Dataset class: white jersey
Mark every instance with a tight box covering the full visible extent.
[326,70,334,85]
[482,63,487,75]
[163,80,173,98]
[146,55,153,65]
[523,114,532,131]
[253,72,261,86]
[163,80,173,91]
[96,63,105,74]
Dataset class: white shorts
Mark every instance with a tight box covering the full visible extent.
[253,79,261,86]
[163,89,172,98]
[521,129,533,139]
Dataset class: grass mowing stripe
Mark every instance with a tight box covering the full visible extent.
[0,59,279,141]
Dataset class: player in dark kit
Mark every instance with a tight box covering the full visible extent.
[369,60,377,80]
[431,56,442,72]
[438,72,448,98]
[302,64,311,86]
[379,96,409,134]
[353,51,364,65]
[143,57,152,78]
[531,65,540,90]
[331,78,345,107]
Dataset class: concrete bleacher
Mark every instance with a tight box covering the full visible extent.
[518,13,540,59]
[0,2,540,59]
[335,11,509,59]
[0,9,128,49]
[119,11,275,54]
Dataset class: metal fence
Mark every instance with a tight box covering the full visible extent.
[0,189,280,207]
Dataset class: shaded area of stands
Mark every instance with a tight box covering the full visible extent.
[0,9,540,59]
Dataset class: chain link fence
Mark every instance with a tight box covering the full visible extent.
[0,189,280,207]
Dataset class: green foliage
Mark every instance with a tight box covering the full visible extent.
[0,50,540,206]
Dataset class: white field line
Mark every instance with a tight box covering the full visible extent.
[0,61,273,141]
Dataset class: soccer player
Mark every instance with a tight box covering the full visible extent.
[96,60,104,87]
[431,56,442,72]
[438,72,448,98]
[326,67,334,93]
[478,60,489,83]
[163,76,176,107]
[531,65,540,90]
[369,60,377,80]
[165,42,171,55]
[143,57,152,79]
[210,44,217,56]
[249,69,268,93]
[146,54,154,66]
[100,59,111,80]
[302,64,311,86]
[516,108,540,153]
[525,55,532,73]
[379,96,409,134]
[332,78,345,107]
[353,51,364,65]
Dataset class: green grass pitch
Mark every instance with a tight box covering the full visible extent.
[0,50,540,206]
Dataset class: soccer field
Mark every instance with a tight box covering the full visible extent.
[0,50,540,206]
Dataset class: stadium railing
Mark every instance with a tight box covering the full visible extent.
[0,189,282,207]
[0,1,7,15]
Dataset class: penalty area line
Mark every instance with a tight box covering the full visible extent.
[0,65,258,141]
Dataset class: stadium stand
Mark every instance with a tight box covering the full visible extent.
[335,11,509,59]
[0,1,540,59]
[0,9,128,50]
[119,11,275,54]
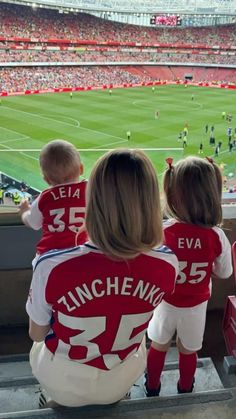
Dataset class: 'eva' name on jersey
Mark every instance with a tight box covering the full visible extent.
[50,186,80,201]
[178,237,202,249]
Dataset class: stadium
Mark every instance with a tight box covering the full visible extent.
[0,0,236,418]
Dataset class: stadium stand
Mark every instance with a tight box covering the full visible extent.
[0,2,236,419]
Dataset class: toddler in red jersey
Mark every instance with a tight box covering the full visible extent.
[145,157,232,397]
[20,140,87,255]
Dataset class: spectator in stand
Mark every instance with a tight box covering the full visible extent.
[26,149,178,406]
[145,157,232,397]
[19,140,87,265]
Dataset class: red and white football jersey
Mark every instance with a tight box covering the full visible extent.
[25,180,87,254]
[164,219,232,307]
[26,243,178,370]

(TASK OBJECTIVE) Recast all of the lines above as a numbered list, omitting any blank lines and leaving the pictures out.

(FINAL ANSWER)
1. Dataset class: white jersey
2. Mark every instance with a tight box covering the full visible extent.
3. [326,70,334,85]
4. [482,63,487,75]
5. [163,80,173,98]
6. [146,55,153,65]
7. [523,114,532,131]
8. [253,72,261,86]
9. [163,80,173,91]
10. [96,63,105,74]
11. Dataset class: white shorts
12. Mark every instance with a tight box covering the full visible extent.
13. [253,79,261,86]
14. [163,89,172,98]
15. [521,129,533,139]
16. Dataset class: grass mowing stripe
17. Mark every instance with a tight box covering the full visible extent.
18. [0,59,279,141]
19. Dataset class: player in dark kit
20. Mark every instance with a tight box covering the full visible extent.
21. [369,60,377,80]
22. [431,56,442,72]
23. [438,72,448,98]
24. [302,64,311,86]
25. [379,96,409,134]
26. [353,51,364,65]
27. [143,57,152,78]
28. [531,65,540,90]
29. [331,78,345,107]
30. Dataset class: concrete bleacher
31. Mark every instance with a tight box covering the full visible extent.
32. [518,13,540,59]
33. [0,2,540,59]
34. [335,11,509,59]
35. [0,9,128,49]
36. [119,11,275,54]
37. Dataset class: metal fence
38. Mark every instance with a tight box covering the full visible extent.
39. [0,189,280,207]
40. Dataset class: shaded area of stands
41. Mark every instance with a tight box covering the full visible extent.
42. [0,9,540,59]
43. Dataset class: chain link fence
44. Mark every instance with a tight box covering the full visible extent.
45. [0,189,280,207]
46. Dataset class: green foliage
47. Mark every instance with a tight box covering the full visible extent.
48. [0,50,540,206]
49. Dataset class: white field line
50. Mark every instance with a tight box covering the full visible extent.
51. [0,61,273,141]
52. Dataset class: soccer player
53. Mark every instance with a tight box covering the full visible extent.
54. [96,60,104,87]
55. [431,56,442,72]
56. [438,72,448,98]
57. [326,67,334,93]
58. [478,60,489,83]
59. [163,76,176,107]
60. [531,65,540,90]
61. [369,60,377,80]
62. [165,42,171,55]
63. [143,57,152,79]
64. [210,44,217,56]
65. [249,69,268,93]
66. [146,54,154,66]
67. [100,59,111,80]
68. [302,64,311,86]
69. [516,108,540,153]
70. [525,55,532,73]
71. [379,96,409,134]
72. [332,78,345,107]
73. [353,51,364,65]
74. Dataset class: green grass pitch
75. Mark every instance with a tight box covering the full visible extent.
76. [0,50,540,206]
77. Dataset class: soccer field
78. Mark every instance with a tight box covering the full visible extent.
79. [0,50,540,206]
80. Dataset class: stadium railing
81. Mark every instance with a tight box covering the full visible extent.
82. [0,189,282,207]
83. [0,1,7,15]
84. Dataset class: penalty area line
85. Mark every instance with a tight box covering the full visible extent.
86. [0,65,258,141]
87. Dataset class: stadium stand
88. Mark every instance with a tight box covering the full visible extent.
89. [335,11,509,59]
90. [0,1,540,59]
91. [0,9,128,50]
92. [119,11,275,54]
93. Dataset class: 'eva' name on jersey
94. Mark every instance with a tight box covering the full visible extent.
95. [50,186,80,201]
96. [178,237,202,249]
97. Dataset class: stadium
98. Mark every instance with a tight box covering the full visible extent.
99. [0,0,236,418]
100. Dataset class: stadium stand
101. Mark every instance with a tight box covering the full visible extent.
102. [0,2,236,419]
103. Dataset class: toddler in red jersey
104. Mark every instance with a tight box covering the full visible extent.
105. [145,157,232,397]
106. [20,140,87,255]
107. Dataset class: spectator in stand
108. Mark every instance with a tight box covering the full visible extent.
109. [26,149,178,406]
110. [145,157,232,397]
111. [19,140,87,265]
112. Dataset class: red and white football jersey
113. Mark every instance with a tight box covering the full visible extent.
114. [25,180,87,254]
115. [164,219,232,307]
116. [26,243,178,370]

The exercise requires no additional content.